● **Aim of the task**
Rewrite all of the entries below, replacing every "Emitted" with "Predicted" and leaving everything else unchanged. Omit the pictures from your version.

Entries for pointing and labeling
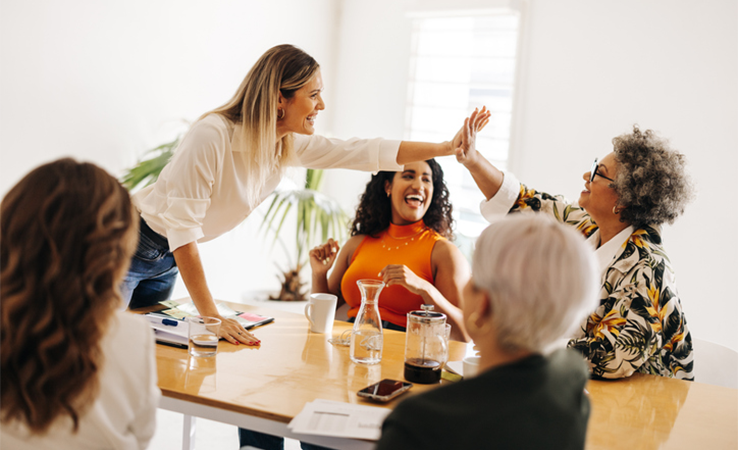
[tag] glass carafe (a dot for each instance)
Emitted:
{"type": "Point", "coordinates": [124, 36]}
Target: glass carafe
{"type": "Point", "coordinates": [366, 337]}
{"type": "Point", "coordinates": [426, 345]}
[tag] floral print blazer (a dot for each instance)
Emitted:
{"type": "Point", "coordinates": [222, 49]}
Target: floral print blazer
{"type": "Point", "coordinates": [639, 325]}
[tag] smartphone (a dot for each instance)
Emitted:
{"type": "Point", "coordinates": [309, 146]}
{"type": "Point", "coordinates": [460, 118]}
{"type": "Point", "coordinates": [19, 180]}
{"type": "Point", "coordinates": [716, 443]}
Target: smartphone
{"type": "Point", "coordinates": [385, 390]}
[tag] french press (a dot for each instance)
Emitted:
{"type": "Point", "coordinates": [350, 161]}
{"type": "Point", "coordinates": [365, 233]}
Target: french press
{"type": "Point", "coordinates": [426, 345]}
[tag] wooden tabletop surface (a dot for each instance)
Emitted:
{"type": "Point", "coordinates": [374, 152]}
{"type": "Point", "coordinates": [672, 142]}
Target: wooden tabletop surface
{"type": "Point", "coordinates": [293, 366]}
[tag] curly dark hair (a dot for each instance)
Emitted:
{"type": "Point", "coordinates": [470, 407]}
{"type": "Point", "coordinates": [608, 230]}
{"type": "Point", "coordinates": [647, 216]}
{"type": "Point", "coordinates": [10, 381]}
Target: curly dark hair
{"type": "Point", "coordinates": [67, 233]}
{"type": "Point", "coordinates": [652, 185]}
{"type": "Point", "coordinates": [374, 212]}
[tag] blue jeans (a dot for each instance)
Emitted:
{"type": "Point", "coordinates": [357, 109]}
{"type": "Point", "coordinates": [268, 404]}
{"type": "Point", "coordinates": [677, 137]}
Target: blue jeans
{"type": "Point", "coordinates": [153, 271]}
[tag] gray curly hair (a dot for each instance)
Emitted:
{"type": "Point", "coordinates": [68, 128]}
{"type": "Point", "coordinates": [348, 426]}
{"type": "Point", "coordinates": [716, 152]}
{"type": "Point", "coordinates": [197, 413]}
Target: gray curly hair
{"type": "Point", "coordinates": [652, 186]}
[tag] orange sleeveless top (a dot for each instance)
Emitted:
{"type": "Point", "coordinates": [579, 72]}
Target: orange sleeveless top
{"type": "Point", "coordinates": [410, 245]}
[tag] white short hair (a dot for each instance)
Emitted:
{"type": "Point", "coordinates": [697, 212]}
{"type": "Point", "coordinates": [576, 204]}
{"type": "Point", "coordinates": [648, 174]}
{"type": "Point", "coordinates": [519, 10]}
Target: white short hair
{"type": "Point", "coordinates": [540, 276]}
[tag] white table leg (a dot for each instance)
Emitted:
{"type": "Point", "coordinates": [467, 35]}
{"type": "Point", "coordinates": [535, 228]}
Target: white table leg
{"type": "Point", "coordinates": [189, 429]}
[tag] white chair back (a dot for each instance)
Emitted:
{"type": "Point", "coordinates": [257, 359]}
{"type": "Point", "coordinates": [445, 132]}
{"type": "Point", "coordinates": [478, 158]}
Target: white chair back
{"type": "Point", "coordinates": [715, 364]}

● **Expected answer**
[tag] glass carafe (a dot for each instance)
Predicted:
{"type": "Point", "coordinates": [124, 36]}
Target: glass carafe
{"type": "Point", "coordinates": [366, 337]}
{"type": "Point", "coordinates": [426, 345]}
[tag] floral print blazer (a dot for each instance)
Predicted:
{"type": "Point", "coordinates": [222, 49]}
Target: floral print blazer
{"type": "Point", "coordinates": [639, 325]}
[tag] smartphone (a dot for each instance)
Predicted:
{"type": "Point", "coordinates": [309, 146]}
{"type": "Point", "coordinates": [460, 118]}
{"type": "Point", "coordinates": [19, 180]}
{"type": "Point", "coordinates": [716, 443]}
Target: smartphone
{"type": "Point", "coordinates": [385, 390]}
[tag] french press (a dot for each instance)
Predicted:
{"type": "Point", "coordinates": [350, 161]}
{"type": "Point", "coordinates": [365, 233]}
Target: french press
{"type": "Point", "coordinates": [426, 345]}
[tag] wooden tabletop surface (a dot for each instance)
Predicted:
{"type": "Point", "coordinates": [374, 152]}
{"type": "Point", "coordinates": [672, 142]}
Target: wooden tabletop surface
{"type": "Point", "coordinates": [293, 366]}
[tag] curly dark hair (a dot for each instance)
Predicted:
{"type": "Point", "coordinates": [470, 407]}
{"type": "Point", "coordinates": [608, 230]}
{"type": "Point", "coordinates": [647, 216]}
{"type": "Point", "coordinates": [10, 381]}
Target: curly dark hair
{"type": "Point", "coordinates": [67, 233]}
{"type": "Point", "coordinates": [652, 185]}
{"type": "Point", "coordinates": [374, 212]}
[tag] blue jeans (a dot for each instance)
Predicted:
{"type": "Point", "coordinates": [357, 109]}
{"type": "Point", "coordinates": [268, 404]}
{"type": "Point", "coordinates": [677, 137]}
Target: blue jeans
{"type": "Point", "coordinates": [153, 271]}
[tag] gray curly hair (a dot for each instance)
Predicted:
{"type": "Point", "coordinates": [68, 128]}
{"type": "Point", "coordinates": [348, 426]}
{"type": "Point", "coordinates": [716, 152]}
{"type": "Point", "coordinates": [197, 413]}
Target: gray curly hair
{"type": "Point", "coordinates": [652, 186]}
[tag] orange sleeveless top (a dot for each instance)
Predicted:
{"type": "Point", "coordinates": [579, 72]}
Target: orange sleeveless top
{"type": "Point", "coordinates": [410, 245]}
[tag] white short hair (a dot for each instance)
Predicted:
{"type": "Point", "coordinates": [697, 212]}
{"type": "Point", "coordinates": [576, 204]}
{"type": "Point", "coordinates": [648, 174]}
{"type": "Point", "coordinates": [519, 10]}
Target: white short hair
{"type": "Point", "coordinates": [540, 276]}
[tag] white table leg (a dot for each instance)
Predicted:
{"type": "Point", "coordinates": [467, 35]}
{"type": "Point", "coordinates": [535, 228]}
Target: white table leg
{"type": "Point", "coordinates": [189, 429]}
[tag] white chair back (a dot for each instance)
Predicted:
{"type": "Point", "coordinates": [257, 359]}
{"type": "Point", "coordinates": [445, 132]}
{"type": "Point", "coordinates": [478, 158]}
Target: white chair back
{"type": "Point", "coordinates": [715, 364]}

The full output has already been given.